*** Source document Section Begins ***

While it is scary to be in the middle of a shifting trend in with a massive decline of old jobs, there will be a future that will take us completely by surprise. It will be unimaginable.

If you told someone from the industrial revolution that one day that people would pretend to be real people and then displayed in tiny little boxes and become the wealthy and elite of the world, they would think you were insane. The same would hold true if you told them that one day we would be able to all send our kids to schools and that they would start working in their mid 20's because their parents and the government could support and fund their development.

Let hope history continues to repeat itself again and again when it comes to creating new jobs to replace the old.
I can't imagine it won't, at least the next couple times.

But each time, it seems, takes less and less time (we were farmers for thousands of years, hunter gatherers for hundreds of thousands of years but the industrial revolution is only a couple hundred years old).

And when we can no longer use humans? I don't know, but it seems that the only way we can ever end up in that situation is if we have achieved general ai, which is to say that we will be at the cusp of the singularity.

The industrial revolution may have made the work horse obsolete, but it had only one use. Humans have many.

If we ever get to the point that jobs aren't replaced that would mean that all work isn't needed so the typical rules of capitalism no longer apply.

Capitalism is just a mechanism for allocating resources, it's not any kind of moral judgment on anything.

It's more subtle than that; capitalism is to economics as thermodynamics is to physics. It doesn't matter what "system" you adopt, no economy can sustainably expend more wealth than it creates, just as there can be no perpetual motion machine. Capitalists are people who recognize this basic truth and act accordingly, equivalent to engineers who use the laws of physics to create machines. But what do we call people who claim to have invented perpetual motion...?
I partially agree with you. You're definitely right about the industrial revolution, and I hope you're right about the information revolution.

However, I think there's a real possibility that, in the near future, automation will lead to a permanent increase in unemployment. Even if general AI proves to be a long way away (which I think it is), a lot of service jobs are algorithmic enough that they could became automated in the next few decades. If true, you end up with a small elite business/management class which finds themselves far wealthier than before; a few people who managed to hold onto their old jobs (domestic cleaners, plumbers, etc) or find new 'creative' jobs; and a vast unemployed underclass.

*** Source document Section Ends ***
*** Data provided Section Begins ***

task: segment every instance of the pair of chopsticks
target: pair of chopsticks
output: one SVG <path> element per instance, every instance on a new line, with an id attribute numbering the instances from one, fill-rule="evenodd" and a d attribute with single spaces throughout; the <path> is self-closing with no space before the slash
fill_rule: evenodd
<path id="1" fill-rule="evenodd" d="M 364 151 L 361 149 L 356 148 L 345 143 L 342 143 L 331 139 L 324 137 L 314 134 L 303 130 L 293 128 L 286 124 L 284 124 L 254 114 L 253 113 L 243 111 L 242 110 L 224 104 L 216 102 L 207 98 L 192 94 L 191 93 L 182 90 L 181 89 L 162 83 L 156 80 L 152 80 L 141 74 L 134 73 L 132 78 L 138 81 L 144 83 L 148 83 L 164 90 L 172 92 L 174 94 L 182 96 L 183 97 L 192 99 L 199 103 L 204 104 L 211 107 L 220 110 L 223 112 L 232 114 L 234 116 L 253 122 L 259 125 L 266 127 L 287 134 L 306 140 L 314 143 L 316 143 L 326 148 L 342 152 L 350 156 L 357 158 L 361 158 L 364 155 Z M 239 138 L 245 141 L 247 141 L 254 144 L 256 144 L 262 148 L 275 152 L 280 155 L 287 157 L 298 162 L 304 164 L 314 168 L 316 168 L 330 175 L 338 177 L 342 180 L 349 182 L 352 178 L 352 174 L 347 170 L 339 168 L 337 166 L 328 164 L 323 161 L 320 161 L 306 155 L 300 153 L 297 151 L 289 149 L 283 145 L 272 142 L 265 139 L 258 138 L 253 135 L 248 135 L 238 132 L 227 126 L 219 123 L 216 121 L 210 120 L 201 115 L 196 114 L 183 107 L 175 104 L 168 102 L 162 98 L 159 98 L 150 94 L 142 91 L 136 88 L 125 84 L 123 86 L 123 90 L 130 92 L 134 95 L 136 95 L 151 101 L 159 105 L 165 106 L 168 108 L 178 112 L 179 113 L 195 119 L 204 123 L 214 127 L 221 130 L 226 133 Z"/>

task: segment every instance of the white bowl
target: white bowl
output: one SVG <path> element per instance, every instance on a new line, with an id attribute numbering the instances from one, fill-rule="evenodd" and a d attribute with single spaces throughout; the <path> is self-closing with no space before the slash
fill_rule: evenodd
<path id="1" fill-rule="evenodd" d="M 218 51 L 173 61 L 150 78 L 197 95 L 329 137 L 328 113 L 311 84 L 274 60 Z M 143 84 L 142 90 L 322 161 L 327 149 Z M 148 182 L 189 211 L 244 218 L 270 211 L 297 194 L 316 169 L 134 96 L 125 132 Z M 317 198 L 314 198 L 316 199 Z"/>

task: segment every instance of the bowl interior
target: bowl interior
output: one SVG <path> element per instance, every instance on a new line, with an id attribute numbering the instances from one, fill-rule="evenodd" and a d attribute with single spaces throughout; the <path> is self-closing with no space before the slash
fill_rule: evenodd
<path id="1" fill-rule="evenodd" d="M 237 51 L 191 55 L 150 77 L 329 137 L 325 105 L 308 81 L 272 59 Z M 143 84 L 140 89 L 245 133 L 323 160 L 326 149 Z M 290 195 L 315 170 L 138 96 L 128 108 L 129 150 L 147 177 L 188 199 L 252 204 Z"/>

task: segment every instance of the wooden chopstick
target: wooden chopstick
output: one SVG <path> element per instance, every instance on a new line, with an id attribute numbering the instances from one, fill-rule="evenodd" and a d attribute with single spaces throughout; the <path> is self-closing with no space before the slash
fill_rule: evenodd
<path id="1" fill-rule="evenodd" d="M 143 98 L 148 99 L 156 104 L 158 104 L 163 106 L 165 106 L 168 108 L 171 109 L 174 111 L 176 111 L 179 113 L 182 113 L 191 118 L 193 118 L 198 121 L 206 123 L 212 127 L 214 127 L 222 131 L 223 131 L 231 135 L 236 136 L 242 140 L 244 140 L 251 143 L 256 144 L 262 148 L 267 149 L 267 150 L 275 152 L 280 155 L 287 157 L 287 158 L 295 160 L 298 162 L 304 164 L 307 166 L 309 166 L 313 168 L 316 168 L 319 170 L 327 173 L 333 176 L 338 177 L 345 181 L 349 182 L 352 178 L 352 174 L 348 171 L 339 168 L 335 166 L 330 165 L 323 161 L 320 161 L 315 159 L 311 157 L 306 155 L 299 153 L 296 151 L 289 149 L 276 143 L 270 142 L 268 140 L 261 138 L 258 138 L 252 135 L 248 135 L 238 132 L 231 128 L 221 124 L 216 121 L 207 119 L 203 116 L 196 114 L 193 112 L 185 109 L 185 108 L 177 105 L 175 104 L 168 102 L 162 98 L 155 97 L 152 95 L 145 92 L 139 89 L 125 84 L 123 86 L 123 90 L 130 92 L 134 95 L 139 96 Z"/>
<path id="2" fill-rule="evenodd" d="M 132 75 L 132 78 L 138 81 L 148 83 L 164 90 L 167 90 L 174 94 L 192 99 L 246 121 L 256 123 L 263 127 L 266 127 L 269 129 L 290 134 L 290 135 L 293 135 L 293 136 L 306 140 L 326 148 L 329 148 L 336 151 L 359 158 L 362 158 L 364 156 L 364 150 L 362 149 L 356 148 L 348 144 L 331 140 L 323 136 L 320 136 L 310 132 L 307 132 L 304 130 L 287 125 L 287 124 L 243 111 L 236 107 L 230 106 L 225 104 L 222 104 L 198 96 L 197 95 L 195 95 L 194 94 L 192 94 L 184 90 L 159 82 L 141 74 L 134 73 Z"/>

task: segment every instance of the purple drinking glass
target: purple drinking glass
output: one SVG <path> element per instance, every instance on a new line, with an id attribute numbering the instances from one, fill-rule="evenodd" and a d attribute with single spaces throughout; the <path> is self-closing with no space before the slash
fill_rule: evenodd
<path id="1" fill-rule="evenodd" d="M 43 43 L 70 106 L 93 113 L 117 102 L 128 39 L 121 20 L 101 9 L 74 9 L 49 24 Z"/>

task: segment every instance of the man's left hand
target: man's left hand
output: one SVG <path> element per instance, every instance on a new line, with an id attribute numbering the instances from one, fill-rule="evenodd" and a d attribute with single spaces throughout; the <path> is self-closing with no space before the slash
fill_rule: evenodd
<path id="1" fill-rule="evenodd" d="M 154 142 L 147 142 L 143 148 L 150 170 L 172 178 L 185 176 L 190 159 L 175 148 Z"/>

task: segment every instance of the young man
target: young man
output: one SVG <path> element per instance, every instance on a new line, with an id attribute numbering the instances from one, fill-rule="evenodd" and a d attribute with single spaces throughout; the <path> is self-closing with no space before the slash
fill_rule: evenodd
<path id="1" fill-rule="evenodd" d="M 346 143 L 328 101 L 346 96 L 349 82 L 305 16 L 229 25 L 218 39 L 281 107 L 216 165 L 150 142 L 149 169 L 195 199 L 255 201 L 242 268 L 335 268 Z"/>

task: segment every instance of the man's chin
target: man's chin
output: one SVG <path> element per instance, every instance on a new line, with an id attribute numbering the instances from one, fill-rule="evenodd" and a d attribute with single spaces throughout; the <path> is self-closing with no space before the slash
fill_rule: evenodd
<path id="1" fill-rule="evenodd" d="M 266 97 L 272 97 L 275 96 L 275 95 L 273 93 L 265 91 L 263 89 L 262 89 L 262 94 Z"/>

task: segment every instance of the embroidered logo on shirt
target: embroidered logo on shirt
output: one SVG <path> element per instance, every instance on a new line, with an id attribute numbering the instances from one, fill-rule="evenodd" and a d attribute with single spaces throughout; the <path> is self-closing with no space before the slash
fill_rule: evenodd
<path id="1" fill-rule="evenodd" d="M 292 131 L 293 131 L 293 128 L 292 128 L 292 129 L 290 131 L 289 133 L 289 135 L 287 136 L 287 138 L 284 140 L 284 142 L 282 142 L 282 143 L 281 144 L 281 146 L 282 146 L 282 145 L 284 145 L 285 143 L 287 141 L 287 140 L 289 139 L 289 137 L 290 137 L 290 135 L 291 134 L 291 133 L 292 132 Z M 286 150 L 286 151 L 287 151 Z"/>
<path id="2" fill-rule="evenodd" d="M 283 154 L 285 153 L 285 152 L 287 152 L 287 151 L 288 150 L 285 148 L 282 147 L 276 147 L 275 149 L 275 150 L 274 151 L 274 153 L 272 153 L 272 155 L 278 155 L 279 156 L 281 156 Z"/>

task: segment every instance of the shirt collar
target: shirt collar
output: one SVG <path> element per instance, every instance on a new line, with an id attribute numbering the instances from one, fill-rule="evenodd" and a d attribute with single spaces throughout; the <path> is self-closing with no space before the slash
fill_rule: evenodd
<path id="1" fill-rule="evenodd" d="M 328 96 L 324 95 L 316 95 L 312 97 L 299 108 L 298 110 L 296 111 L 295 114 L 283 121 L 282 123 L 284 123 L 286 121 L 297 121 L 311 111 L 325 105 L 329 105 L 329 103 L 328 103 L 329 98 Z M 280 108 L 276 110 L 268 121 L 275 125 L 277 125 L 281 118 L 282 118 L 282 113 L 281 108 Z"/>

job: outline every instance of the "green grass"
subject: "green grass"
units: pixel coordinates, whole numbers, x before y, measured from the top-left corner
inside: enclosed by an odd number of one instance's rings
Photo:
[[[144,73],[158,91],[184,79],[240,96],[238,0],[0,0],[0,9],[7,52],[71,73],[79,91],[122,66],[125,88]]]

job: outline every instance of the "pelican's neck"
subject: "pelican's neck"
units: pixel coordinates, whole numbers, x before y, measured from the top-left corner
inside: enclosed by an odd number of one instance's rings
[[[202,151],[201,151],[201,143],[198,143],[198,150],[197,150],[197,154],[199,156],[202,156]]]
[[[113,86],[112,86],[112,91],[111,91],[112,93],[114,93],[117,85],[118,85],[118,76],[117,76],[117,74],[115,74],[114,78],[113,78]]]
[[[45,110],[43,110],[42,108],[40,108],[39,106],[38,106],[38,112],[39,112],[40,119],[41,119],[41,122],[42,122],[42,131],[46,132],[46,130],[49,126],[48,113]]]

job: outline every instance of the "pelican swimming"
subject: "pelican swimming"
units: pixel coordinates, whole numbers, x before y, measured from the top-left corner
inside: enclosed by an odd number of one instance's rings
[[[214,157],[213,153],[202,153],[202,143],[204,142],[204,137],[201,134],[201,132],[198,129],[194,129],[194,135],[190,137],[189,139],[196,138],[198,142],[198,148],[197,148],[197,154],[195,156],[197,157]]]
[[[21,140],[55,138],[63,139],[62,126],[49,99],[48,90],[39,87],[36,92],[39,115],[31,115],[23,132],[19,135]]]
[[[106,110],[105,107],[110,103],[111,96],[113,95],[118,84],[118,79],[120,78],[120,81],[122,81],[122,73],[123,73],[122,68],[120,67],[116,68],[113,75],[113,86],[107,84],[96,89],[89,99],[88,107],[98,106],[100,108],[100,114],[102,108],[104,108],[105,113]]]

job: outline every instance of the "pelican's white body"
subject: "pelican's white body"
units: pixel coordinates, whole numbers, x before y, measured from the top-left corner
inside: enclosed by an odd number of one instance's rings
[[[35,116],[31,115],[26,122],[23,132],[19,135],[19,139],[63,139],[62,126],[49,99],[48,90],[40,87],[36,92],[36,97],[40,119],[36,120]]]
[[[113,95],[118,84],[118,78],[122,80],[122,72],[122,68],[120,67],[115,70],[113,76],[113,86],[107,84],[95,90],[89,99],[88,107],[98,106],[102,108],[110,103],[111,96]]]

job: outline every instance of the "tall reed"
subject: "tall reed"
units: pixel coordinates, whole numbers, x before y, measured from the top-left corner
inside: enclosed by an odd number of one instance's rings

*** Data provided Section Ends ***
*** Data provided Section Begins ***

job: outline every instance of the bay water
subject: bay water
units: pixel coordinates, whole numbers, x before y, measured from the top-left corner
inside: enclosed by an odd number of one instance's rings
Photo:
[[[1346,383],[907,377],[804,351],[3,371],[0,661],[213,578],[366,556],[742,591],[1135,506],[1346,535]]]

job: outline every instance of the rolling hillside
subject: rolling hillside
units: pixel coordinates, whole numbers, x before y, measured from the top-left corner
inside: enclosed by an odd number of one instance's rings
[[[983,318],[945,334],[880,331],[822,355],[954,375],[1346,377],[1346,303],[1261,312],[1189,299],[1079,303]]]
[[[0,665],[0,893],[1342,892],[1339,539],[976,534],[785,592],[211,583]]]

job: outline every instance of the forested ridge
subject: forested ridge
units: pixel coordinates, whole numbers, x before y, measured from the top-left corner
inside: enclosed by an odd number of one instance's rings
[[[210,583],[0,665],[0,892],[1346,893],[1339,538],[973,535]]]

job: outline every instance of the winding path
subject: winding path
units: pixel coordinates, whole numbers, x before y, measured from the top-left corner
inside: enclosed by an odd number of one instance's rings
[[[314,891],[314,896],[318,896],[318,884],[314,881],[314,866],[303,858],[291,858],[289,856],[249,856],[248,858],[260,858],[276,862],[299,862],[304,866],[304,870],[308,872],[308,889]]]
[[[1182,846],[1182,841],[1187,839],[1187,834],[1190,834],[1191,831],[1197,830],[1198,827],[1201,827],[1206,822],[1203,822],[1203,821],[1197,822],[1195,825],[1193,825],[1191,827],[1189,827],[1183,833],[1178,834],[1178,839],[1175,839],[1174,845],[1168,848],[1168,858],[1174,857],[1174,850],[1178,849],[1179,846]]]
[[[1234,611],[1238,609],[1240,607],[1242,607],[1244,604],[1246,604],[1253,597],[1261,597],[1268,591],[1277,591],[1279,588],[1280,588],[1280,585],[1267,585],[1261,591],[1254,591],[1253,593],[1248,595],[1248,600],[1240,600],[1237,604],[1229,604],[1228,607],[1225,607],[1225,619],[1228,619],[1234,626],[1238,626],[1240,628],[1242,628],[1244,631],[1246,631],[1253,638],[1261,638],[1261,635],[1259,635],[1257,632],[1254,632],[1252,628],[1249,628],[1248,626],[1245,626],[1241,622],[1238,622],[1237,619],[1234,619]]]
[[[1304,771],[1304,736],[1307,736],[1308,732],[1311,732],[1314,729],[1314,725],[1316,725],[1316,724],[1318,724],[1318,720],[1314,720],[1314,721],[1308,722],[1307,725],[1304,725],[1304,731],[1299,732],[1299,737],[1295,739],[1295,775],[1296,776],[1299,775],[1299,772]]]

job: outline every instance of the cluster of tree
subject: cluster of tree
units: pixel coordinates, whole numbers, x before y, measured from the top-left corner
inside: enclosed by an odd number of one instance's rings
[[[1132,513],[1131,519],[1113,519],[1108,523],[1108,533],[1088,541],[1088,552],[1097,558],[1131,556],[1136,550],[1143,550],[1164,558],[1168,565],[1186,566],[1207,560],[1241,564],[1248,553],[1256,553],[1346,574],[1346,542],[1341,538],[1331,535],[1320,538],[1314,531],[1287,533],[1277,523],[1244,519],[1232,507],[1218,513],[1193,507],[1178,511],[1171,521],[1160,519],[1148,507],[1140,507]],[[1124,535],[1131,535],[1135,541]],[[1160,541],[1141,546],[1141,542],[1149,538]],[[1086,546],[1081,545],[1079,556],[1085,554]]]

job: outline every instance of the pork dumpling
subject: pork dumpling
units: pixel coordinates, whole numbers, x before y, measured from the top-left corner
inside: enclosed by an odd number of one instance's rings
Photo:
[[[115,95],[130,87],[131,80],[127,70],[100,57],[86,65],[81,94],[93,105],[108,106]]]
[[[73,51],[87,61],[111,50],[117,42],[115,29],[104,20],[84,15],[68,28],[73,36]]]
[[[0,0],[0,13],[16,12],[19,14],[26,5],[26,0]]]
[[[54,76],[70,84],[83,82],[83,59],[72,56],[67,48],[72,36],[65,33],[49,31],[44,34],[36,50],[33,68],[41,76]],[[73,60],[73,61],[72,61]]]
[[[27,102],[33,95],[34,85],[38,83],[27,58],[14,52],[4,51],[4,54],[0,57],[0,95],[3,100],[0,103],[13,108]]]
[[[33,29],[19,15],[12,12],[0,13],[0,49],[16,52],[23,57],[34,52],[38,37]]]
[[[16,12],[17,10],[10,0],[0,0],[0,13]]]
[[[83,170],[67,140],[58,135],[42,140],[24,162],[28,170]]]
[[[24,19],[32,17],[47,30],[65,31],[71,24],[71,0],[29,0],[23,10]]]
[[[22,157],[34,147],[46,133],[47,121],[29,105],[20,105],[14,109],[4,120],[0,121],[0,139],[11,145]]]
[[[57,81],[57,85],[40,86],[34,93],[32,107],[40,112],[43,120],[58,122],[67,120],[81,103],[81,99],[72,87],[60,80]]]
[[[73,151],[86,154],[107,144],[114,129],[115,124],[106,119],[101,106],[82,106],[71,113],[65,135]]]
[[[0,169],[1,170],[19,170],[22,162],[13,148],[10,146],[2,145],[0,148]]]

*** Data provided Section Ends ***
*** Data provided Section Begins ***

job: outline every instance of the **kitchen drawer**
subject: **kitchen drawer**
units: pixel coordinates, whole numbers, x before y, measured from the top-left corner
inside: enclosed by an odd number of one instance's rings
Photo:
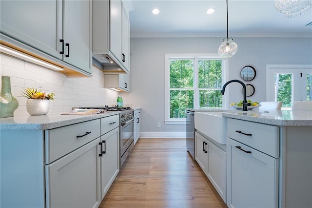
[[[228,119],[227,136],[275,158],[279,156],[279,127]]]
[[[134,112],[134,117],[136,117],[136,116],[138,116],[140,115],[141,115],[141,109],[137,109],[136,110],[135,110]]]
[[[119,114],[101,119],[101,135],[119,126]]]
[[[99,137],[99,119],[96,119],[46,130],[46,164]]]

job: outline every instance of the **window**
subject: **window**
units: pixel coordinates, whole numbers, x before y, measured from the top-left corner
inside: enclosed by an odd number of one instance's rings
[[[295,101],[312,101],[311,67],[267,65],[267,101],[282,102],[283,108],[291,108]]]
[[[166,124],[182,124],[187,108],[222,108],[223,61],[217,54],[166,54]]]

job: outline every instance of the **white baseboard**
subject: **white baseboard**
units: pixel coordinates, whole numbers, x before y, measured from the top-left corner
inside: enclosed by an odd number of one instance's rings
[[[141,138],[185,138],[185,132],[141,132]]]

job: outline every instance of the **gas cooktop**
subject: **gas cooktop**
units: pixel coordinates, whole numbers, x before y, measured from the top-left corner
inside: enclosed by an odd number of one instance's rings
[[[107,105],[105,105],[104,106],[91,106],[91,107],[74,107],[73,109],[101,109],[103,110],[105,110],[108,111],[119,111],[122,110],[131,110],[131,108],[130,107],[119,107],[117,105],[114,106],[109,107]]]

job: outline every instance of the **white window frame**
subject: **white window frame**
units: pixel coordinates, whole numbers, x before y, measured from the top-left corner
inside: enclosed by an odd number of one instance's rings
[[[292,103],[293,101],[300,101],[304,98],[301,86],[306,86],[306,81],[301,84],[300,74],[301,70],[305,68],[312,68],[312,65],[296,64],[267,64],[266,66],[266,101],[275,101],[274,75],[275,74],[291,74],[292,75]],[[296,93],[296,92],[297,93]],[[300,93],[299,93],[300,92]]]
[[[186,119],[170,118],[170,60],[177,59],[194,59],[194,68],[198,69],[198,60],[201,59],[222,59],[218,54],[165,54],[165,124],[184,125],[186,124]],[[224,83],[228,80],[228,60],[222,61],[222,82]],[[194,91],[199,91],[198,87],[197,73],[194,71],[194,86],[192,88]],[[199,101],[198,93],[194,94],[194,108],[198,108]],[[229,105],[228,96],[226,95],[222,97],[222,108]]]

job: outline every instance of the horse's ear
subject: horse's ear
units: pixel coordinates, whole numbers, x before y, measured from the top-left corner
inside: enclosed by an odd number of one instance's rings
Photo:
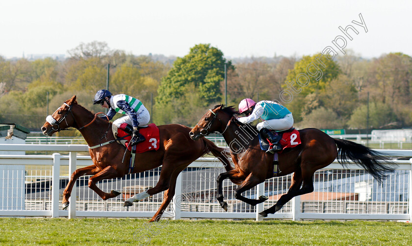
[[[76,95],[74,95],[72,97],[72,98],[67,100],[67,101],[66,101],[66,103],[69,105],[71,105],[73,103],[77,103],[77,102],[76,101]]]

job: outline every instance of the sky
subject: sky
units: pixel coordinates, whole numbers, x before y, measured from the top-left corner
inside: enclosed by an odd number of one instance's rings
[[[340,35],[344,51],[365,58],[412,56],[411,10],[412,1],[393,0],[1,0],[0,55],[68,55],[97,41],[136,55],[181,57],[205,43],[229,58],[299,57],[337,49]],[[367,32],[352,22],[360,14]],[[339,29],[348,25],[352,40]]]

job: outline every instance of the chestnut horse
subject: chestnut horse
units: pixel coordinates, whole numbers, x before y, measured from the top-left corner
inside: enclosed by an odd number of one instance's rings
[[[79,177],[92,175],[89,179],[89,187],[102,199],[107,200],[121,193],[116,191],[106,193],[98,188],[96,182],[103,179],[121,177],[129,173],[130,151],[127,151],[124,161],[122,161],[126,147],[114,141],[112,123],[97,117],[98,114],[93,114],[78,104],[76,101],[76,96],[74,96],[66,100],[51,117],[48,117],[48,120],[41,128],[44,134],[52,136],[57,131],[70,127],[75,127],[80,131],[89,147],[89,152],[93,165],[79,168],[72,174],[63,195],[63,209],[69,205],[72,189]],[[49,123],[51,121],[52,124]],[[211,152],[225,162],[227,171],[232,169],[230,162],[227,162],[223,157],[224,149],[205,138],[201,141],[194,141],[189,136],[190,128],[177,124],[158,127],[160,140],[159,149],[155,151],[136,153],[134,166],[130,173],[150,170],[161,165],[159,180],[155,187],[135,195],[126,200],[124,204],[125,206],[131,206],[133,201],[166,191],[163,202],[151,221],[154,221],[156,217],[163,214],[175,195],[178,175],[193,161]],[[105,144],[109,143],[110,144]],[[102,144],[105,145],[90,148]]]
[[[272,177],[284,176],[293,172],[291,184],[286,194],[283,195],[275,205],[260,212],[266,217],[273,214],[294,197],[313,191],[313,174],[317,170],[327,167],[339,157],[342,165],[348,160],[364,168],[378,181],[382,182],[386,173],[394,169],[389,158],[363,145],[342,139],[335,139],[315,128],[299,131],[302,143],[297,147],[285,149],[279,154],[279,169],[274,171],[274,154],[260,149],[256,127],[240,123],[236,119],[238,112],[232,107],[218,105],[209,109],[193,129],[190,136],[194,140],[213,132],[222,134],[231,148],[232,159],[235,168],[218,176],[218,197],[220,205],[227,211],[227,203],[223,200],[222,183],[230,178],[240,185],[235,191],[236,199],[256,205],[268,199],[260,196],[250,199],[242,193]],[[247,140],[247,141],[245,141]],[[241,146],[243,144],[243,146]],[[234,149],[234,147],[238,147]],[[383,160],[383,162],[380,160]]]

*** Data provided Section Ends ***

▸ Your objective: Reproduce the text on automation and jobs word for word from "Let hope history" to "of the singularity.". The listing has no connection to the text on automation and jobs.

▸ Response:
Let hope history continues to repeat itself again and again when it comes to creating new jobs to replace the old.
I can't imagine it won't, at least the next couple times.

But each time, it seems, takes less and less time (we were farmers for thousands of years, hunter gatherers for hundreds of thousands of years but the industrial revolution is only a couple hundred years old).

And when we can no longer use humans? I don't know, but it seems that the only way we can ever end up in that situation is if we have achieved general ai, which is to say that we will be at the cusp of the singularity.